### Goal
Show each line in the rows below that contains the string "wading", matching case exactly.

* start Record list *

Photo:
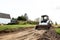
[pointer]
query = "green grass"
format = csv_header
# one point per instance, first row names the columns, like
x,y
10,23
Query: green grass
x,y
57,30
9,27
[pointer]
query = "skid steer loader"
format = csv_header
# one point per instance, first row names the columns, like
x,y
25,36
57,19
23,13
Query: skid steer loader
x,y
44,23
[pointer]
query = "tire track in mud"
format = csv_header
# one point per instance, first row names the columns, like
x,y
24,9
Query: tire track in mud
x,y
30,34
33,35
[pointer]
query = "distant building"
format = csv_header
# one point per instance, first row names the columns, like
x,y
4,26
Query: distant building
x,y
5,18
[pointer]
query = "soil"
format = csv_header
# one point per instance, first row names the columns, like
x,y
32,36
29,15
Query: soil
x,y
31,34
50,35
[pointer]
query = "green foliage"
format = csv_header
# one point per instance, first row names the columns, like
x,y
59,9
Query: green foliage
x,y
57,30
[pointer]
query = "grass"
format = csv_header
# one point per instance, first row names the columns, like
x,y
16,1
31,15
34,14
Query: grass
x,y
57,30
9,27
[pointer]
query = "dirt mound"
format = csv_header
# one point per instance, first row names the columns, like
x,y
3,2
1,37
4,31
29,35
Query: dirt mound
x,y
50,35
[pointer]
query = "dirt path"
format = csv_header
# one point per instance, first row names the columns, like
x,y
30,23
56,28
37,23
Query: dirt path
x,y
24,35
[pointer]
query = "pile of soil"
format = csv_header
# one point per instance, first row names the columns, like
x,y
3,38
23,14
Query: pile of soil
x,y
50,35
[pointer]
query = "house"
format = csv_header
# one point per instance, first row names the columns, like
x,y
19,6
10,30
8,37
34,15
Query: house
x,y
5,18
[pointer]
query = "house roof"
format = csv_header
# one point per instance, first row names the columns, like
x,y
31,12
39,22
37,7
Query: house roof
x,y
3,15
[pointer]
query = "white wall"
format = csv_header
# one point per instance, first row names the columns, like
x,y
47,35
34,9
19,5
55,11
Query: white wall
x,y
4,21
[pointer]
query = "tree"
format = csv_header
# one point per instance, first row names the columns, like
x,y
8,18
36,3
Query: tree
x,y
26,17
21,18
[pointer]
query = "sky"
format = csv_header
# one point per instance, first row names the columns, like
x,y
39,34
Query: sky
x,y
33,8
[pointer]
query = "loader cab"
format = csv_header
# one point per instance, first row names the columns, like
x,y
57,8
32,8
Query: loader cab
x,y
44,18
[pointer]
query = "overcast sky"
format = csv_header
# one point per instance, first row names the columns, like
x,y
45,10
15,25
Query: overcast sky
x,y
34,8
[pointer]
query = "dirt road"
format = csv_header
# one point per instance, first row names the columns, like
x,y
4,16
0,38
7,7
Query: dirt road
x,y
30,34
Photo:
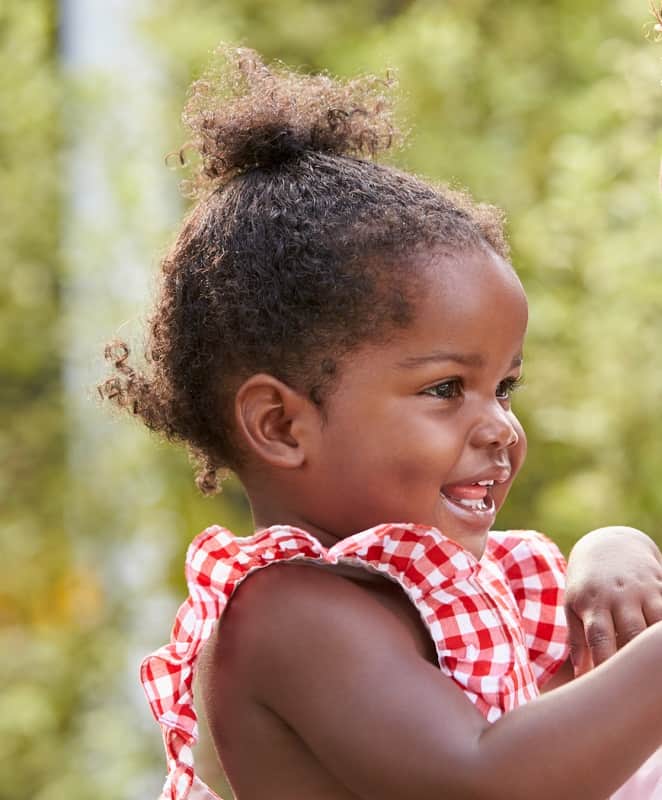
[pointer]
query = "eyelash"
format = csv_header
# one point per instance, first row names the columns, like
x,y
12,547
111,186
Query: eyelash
x,y
453,389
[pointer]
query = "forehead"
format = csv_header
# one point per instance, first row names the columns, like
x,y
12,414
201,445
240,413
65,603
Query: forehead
x,y
471,305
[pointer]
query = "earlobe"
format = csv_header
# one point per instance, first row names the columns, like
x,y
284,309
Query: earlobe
x,y
272,419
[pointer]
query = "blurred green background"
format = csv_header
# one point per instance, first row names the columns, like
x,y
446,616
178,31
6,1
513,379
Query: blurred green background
x,y
551,110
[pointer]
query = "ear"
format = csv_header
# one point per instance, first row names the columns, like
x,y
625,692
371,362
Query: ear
x,y
274,420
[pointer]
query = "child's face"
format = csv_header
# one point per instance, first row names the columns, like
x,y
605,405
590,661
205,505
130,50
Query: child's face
x,y
420,429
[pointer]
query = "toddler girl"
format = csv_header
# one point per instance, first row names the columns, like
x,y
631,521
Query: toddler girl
x,y
346,338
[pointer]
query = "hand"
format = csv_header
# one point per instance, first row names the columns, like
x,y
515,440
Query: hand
x,y
614,592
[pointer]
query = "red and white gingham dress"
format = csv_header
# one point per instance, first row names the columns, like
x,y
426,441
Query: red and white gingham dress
x,y
497,623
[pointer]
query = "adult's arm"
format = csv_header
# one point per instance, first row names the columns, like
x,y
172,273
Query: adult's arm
x,y
345,673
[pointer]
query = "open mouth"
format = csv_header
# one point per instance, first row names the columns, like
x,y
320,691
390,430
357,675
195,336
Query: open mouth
x,y
476,497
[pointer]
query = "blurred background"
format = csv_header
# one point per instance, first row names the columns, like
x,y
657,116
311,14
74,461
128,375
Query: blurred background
x,y
551,110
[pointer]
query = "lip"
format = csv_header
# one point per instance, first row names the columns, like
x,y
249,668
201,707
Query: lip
x,y
478,520
475,519
497,474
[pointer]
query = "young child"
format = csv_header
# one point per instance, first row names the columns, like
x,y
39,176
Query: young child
x,y
346,338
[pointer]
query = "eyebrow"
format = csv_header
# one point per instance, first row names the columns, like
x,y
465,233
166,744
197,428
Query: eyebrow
x,y
465,359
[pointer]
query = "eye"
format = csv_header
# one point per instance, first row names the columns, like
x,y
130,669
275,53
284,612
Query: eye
x,y
507,387
446,390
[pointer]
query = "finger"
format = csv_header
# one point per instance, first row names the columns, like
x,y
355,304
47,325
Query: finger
x,y
628,623
580,655
653,610
600,635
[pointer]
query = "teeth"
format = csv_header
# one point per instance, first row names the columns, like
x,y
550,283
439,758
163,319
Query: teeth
x,y
475,505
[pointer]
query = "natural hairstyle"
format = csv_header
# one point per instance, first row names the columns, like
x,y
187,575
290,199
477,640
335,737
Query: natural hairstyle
x,y
299,247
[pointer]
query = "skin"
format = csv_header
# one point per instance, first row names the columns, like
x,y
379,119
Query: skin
x,y
326,679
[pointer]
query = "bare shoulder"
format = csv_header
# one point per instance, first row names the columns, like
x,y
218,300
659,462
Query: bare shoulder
x,y
297,612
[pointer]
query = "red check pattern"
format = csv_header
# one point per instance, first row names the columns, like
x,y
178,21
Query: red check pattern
x,y
497,623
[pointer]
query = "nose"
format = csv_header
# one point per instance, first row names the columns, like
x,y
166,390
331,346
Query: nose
x,y
496,429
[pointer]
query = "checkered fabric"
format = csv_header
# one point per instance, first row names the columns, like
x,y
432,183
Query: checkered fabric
x,y
497,623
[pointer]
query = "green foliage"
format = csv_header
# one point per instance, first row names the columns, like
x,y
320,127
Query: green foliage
x,y
551,111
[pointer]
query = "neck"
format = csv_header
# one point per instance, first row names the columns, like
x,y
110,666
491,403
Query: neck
x,y
266,518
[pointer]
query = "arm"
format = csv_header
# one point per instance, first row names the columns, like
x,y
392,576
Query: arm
x,y
344,673
614,592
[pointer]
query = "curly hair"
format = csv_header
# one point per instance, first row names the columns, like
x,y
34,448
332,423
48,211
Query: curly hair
x,y
298,249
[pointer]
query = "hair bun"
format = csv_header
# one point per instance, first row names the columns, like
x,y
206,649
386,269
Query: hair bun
x,y
243,114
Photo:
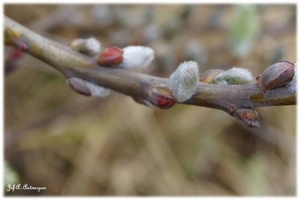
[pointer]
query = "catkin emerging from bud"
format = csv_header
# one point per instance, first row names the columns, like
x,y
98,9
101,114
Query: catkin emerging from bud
x,y
183,82
137,56
234,76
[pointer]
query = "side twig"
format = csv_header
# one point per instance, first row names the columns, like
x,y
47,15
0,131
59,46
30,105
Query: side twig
x,y
141,87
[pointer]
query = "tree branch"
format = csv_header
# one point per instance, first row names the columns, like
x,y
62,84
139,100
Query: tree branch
x,y
228,98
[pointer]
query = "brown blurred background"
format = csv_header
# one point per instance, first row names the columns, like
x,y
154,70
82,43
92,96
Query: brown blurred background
x,y
74,145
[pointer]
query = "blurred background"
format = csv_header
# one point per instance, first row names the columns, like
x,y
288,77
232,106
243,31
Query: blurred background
x,y
77,145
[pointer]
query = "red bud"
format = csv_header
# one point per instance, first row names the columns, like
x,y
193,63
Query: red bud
x,y
161,97
111,56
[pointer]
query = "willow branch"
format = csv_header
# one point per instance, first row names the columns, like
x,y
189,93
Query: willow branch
x,y
73,64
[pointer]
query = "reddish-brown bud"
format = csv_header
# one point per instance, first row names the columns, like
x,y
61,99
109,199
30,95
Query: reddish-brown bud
x,y
161,97
79,86
247,116
111,56
276,76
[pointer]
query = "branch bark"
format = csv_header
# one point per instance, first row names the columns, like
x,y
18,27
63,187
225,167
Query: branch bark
x,y
228,98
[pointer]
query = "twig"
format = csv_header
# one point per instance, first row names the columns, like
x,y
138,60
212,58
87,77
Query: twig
x,y
229,98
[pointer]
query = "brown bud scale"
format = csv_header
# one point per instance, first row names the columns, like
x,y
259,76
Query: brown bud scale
x,y
111,56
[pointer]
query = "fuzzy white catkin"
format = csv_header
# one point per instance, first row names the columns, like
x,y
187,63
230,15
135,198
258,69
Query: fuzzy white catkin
x,y
292,86
137,56
97,90
183,82
234,76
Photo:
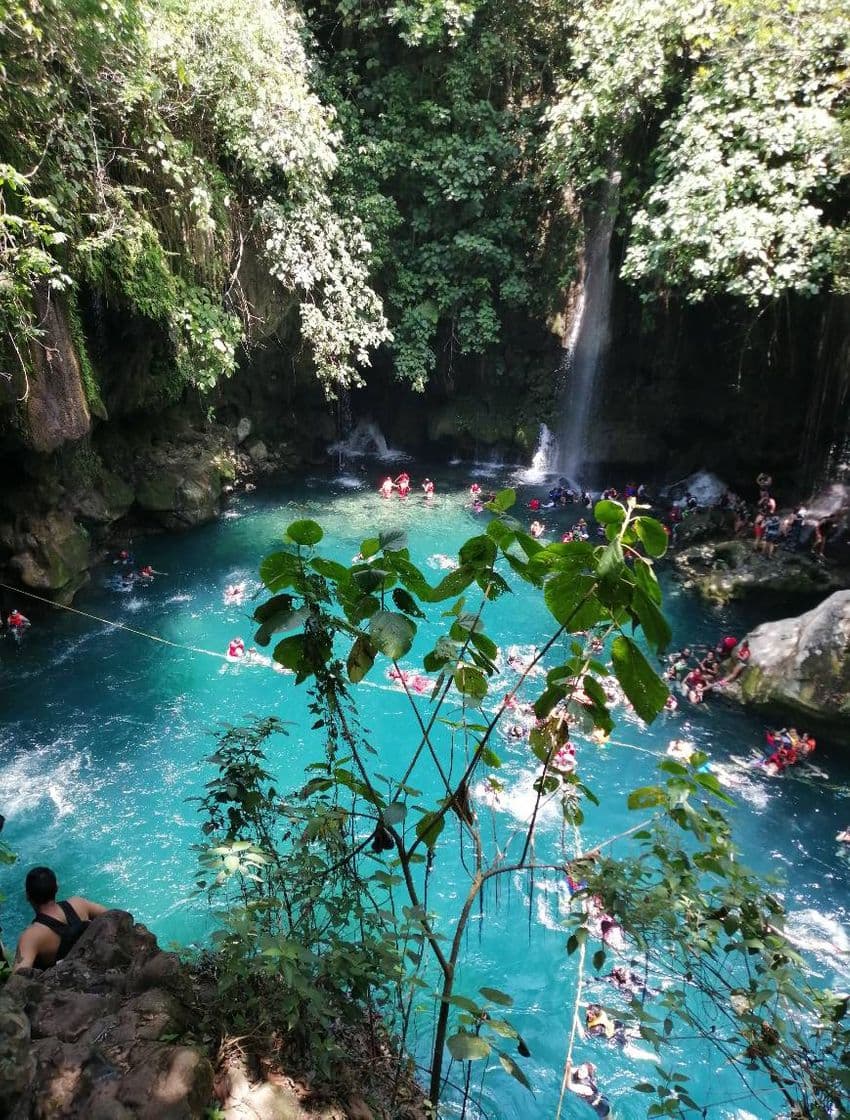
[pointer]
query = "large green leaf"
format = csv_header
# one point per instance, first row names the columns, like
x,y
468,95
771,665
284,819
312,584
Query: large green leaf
x,y
478,551
405,602
609,513
564,595
652,621
644,689
391,633
503,501
305,532
278,570
329,569
361,659
454,584
466,1047
653,535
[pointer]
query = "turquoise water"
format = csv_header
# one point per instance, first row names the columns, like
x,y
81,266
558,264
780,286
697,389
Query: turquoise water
x,y
104,734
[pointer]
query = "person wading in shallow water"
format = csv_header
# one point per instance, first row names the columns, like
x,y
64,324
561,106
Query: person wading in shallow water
x,y
56,927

* end Record list *

### Task solution
query = "person wading in shallow water"
Query: person wading in shallow water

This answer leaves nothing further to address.